TEKSTFRAGMENT –
# # # # #

ECLI:NL:RBDHA:2025:21404

Rechtbank Den Haag

Datum uitspraak
11 november 2025
Publicatiedatum
13 november 2025
Zaaknummer
NL25.46077
Instantie
Rechtbank Den Haag
Type
Uitspraak
Procedures
  • Eerste aanleg - enkelvoudig
Rechters
Vindplaatsen
  • Rechtspraak.nl
AI samenvatting door LexboostAutomatisch gegenereerd

Asielaanvraag onder het Dublin-systeem en interstatelijk vertrouwensbeginsel in bestuursrechtelijke context

In deze zaak heeft de Rechtbank Den Haag op 11 november 2025 uitspraak gedaan in een asielzaak waarbij eiser, een Marokkaanse nationaliteit hebbende persoon, zijn asielaanvraag in Nederland had ingediend op 5 augustus 2025. De minister van Asiel en Migratie heeft echter de aanvraag niet in behandeling genomen, omdat Duitsland verantwoordelijk is voor de behandeling op basis van de Dublinverordening. Eiser heeft beroep ingesteld tegen dit besluit, stellende dat het bestreden besluit onzorgvuldig tot stand is gekomen en onvoldoende rekening houdt met zijn bijzondere omstandigheden, waaronder eerdere mishandeling in Duitsland en gebrek aan toegang tot de asielprocedure daar.

# # # # #

RUWE GEGEVENS –
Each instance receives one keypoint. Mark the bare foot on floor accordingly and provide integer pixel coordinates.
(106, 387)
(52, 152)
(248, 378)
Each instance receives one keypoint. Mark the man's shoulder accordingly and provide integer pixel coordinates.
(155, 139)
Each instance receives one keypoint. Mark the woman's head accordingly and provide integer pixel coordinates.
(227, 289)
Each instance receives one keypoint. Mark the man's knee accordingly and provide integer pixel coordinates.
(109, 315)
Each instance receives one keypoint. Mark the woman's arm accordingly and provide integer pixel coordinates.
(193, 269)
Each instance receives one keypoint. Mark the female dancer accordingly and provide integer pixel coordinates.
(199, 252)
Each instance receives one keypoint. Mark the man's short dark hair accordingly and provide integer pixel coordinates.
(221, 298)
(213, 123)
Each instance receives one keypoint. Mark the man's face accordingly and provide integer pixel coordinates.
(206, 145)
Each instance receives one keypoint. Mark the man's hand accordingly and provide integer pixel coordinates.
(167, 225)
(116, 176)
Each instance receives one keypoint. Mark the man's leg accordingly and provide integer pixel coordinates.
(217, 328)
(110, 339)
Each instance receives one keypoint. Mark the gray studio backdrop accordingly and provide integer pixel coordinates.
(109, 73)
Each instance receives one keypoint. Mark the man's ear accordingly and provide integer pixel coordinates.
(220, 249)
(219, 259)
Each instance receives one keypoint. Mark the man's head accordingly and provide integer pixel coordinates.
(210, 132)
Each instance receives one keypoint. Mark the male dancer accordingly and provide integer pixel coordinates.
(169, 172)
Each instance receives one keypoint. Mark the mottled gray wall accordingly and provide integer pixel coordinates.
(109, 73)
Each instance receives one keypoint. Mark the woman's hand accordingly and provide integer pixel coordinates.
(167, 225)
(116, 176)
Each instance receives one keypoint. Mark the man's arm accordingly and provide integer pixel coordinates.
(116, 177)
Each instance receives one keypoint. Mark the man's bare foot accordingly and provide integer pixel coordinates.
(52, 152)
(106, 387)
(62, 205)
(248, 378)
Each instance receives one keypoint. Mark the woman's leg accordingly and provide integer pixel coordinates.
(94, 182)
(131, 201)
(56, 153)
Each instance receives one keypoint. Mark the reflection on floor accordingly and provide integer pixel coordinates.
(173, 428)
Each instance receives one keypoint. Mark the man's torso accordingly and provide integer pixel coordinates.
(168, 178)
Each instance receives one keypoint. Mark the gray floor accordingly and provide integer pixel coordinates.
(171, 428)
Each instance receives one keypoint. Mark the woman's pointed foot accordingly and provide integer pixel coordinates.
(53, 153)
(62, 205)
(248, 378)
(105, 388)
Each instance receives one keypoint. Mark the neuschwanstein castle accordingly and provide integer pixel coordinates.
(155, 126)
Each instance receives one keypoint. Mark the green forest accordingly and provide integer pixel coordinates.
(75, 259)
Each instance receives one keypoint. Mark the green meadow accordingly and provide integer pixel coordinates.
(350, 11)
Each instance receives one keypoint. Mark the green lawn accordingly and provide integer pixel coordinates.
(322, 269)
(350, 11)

# # # # #

OPDRACHTEN –
a – Beantwoord aan de hand van het tekstfragment de volgende vragen:
(i) Op welke datum is de uitspraak gepubliceerd?
(ii) Welk zaaknummer hoort bij de zaak?
(iii) Op welke datum diende eiser zijn asielaanvraag in Nederland in?
b – Neem uit het tekstfragment letterlijk over, te beginnen bij "Asielaanvraag onder het" en doorlopend tot en met "de asielprocedure daar.".

ANTWOORDEN –
a –
(i) 13 november 2025
(ii) NL25.46077
(iii) 5 augustus 2025

b –
Asielaanvraag onder het Dublin-systeem en interstatelijk vertrouwensbeginsel in bestuursrechtelijke context

In deze zaak heeft de Rechtbank Den Haag op 11 november 2025 uitspraak gedaan in een asielzaak waarbij eiser, een Marokkaanse nationaliteit hebbende persoon, zijn asielaanvraag in Nederland had ingediend op 5 augustus 2025. De minister van Asiel en Migratie heeft echter de aanvraag niet in behandeling genomen, omdat Duitsland verantwoordelijk is voor de behandeling op basis van de Dublinverordening. Eiser heeft beroep ingesteld tegen dit besluit, stellende dat het bestreden besluit onzorgvuldig tot stand is gekomen en onvoldoende rekening houdt met zijn bijzondere omstandigheden, waaronder eerdere mishandeling in Duitsland en gebrek aan toegang tot de asielprocedure daar.